▸ **Exercise details**: Copy out every one of the entries below word for word.

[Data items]
══════
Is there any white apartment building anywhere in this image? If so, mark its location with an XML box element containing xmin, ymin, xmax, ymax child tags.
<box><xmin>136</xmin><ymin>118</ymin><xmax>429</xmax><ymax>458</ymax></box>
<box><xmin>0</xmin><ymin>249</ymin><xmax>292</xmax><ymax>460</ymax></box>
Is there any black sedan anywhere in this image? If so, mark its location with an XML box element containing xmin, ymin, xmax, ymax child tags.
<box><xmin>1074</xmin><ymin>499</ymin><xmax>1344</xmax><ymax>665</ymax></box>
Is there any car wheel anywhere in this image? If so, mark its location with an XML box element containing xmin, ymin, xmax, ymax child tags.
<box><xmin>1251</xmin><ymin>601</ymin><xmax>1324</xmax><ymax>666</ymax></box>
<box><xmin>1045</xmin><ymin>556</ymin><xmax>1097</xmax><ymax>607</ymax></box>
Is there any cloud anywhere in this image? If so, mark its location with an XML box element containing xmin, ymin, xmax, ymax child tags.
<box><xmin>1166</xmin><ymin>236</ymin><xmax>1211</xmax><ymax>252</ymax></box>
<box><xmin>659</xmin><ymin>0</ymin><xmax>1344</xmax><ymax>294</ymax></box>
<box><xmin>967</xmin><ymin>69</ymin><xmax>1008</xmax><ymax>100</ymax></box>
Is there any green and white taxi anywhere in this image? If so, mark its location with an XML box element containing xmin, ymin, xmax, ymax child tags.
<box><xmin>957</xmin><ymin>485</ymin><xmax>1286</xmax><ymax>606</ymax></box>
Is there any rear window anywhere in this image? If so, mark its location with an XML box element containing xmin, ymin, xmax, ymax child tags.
══════
▸ **Full solution**:
Is there any white apartment building anywhere in this image? If so, mark its location with an XML box element containing xmin, ymin, xmax, ymax child tags.
<box><xmin>136</xmin><ymin>118</ymin><xmax>429</xmax><ymax>458</ymax></box>
<box><xmin>0</xmin><ymin>249</ymin><xmax>292</xmax><ymax>460</ymax></box>
Is there any black sedan anywhere in this image? If so, mark its location with an XML box element containing xmin, ymin, xmax, ymax child tags.
<box><xmin>1074</xmin><ymin>499</ymin><xmax>1344</xmax><ymax>665</ymax></box>
Is there any car wheel anywhere in this image? If so, mark its location with an XML box element containing xmin, ymin, xmax, ymax child tags.
<box><xmin>1251</xmin><ymin>601</ymin><xmax>1324</xmax><ymax>666</ymax></box>
<box><xmin>1045</xmin><ymin>556</ymin><xmax>1097</xmax><ymax>607</ymax></box>
Is there any cloud anywhere in this image? If so, mark its location with an XML box element containing xmin, ymin, xmax, ymax child tags.
<box><xmin>1166</xmin><ymin>236</ymin><xmax>1211</xmax><ymax>252</ymax></box>
<box><xmin>659</xmin><ymin>0</ymin><xmax>1344</xmax><ymax>294</ymax></box>
<box><xmin>967</xmin><ymin>69</ymin><xmax>1008</xmax><ymax>100</ymax></box>
Is there any green and white taxi anywhere in this image? If so, mark its location with an XML box element containing xmin, ymin, xmax, ymax child tags.
<box><xmin>957</xmin><ymin>485</ymin><xmax>1286</xmax><ymax>606</ymax></box>
Is there any rear window anywhere in this image? If so, mark its location with an XML box element containing xmin, ymin, xmax, ymax child tags.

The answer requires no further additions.